● Your objective: Reproduce the passage of the NFS mailing list post below, starting at "Thanos Chatziathanassiou tchatzi" and ending at "2 (nfs client)".

● Reading text:
-=-=-

NFS Document root (was: Re: Forwarding Requests to Multiple Upstream Servers?)

Thanos Chatziathanassiou tchatzi at arx.net
Wed Jul 9 14:42:18 MSD 2008


Igor Clark wrote:
> Hi there,
> 
> Somewhat off-topic for nginx, but I'm really interested to hear more 
> about this. I recently tried this out by sharing a PHP code base between 
> 2 application servers over NFS, NFS server on app server 1 and client on 
> app server 2. I found that as soon as I added app server 2 (nfs client) 
> into the nginx upstream list, the load on the app server immediately and 
> dramatically increased. I assumed it was something to do with 
> insufficiently aggressive NFS caching and tried various tweaks on the 
> mount and export options including the sync settings, but it didn't 
> really make any difference. When I switched the app server 2 to use 
> local PHP files instead, the load dropped immediately.

-=-=-

● Source excerpt:
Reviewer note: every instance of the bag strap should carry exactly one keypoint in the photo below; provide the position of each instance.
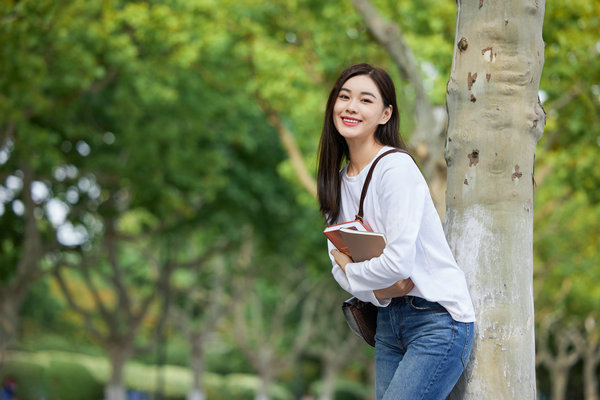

-=-=-

● Answer below:
Thanos Chatziathanassiou tchatzi at arx.net
Wed Jul 9 14:42:18 MSD 2008


Igor Clark wrote:
> Hi there,
> 
> Somewhat off-topic for nginx, but I'm really interested to hear more 
> about this. I recently tried this out by sharing a PHP code base between 
> 2 application servers over NFS, NFS server on app server 1 and client on 
> app server 2. I found that as soon as I added app server 2 (nfs client)